_YOUR GOAL:_
Copy out the rows below word for word, starting at the line that contains "white flower ->" and ending at the last line of the rows, both included.

------ RECORDS FOR THE EXERCISE ------

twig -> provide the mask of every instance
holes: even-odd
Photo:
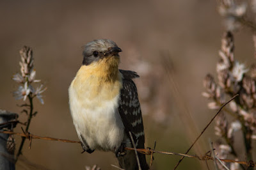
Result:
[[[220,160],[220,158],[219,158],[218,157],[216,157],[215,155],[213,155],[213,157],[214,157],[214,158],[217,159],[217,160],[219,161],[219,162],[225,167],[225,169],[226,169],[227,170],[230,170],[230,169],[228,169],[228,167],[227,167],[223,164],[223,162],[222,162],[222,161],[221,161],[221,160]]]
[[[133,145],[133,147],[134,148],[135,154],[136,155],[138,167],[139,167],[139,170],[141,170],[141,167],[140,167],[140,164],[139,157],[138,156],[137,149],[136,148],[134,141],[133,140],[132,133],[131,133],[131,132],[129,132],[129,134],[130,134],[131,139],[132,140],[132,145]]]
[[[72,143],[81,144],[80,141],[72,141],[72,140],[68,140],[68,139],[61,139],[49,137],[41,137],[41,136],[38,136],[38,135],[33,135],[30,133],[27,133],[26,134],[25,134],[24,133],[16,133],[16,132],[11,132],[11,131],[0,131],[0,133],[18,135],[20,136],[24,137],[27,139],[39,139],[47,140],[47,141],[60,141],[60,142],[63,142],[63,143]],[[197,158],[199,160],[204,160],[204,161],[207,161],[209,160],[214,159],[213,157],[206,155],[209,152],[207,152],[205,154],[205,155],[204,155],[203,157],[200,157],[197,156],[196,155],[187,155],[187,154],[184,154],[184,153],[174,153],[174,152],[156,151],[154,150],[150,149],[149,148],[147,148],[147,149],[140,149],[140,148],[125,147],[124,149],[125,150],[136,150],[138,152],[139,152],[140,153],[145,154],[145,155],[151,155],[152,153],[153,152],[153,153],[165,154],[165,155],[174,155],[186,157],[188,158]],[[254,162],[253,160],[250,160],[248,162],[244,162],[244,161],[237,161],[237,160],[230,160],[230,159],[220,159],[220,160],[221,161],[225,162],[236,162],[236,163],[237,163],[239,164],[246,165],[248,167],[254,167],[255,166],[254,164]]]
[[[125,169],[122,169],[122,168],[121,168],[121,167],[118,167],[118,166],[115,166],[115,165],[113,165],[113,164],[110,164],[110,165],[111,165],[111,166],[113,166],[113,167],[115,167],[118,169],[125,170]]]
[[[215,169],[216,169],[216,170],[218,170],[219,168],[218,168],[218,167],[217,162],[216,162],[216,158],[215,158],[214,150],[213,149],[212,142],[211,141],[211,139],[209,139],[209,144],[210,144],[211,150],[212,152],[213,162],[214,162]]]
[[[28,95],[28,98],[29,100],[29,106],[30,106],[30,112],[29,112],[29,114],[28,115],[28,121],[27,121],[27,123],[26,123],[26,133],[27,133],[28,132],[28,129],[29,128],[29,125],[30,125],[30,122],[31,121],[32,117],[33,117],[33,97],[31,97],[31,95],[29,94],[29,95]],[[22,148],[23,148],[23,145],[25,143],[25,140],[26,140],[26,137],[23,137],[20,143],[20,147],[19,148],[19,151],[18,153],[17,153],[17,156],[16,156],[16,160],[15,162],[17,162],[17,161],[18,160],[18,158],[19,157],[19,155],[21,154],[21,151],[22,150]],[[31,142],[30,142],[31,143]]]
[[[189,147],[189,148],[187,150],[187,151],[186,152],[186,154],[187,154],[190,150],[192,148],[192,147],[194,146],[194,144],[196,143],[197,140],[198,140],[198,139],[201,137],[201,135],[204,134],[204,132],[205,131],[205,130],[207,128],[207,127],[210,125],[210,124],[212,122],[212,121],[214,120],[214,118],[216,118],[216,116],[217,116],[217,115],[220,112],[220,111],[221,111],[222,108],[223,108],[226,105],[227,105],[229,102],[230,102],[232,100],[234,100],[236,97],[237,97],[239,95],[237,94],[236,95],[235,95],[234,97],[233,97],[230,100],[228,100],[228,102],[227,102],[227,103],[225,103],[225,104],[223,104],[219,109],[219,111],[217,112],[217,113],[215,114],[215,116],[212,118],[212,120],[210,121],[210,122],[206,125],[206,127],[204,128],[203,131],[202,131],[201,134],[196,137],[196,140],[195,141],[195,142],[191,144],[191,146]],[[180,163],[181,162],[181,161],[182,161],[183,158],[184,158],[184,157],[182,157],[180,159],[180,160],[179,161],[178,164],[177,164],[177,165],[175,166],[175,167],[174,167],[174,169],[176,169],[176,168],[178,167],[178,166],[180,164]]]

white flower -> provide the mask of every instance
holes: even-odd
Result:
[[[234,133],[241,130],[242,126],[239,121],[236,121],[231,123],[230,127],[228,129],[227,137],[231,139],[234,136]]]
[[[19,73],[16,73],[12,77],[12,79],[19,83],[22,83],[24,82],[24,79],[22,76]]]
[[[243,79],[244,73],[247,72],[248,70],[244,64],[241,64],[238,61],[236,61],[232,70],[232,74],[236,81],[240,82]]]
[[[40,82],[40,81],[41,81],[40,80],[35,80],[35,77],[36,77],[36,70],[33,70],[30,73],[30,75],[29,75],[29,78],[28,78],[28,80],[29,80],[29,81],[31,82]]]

------

_SOLUTION FOR THIS TASK:_
white flower -> provide the mask of every instance
holes: even-odd
Result:
[[[234,133],[241,130],[242,126],[239,121],[236,121],[231,123],[230,127],[228,129],[227,137],[231,139],[234,136]]]
[[[19,73],[16,73],[12,77],[12,79],[19,83],[22,83],[24,82],[24,79],[22,76]]]
[[[243,79],[244,73],[247,72],[248,70],[244,64],[241,64],[238,61],[236,61],[232,70],[232,74],[236,81],[240,82]]]
[[[40,82],[40,81],[41,81],[40,80],[35,80],[35,77],[36,77],[36,70],[33,70],[30,73],[30,75],[29,75],[29,78],[28,78],[28,80],[29,80],[29,81],[31,82]]]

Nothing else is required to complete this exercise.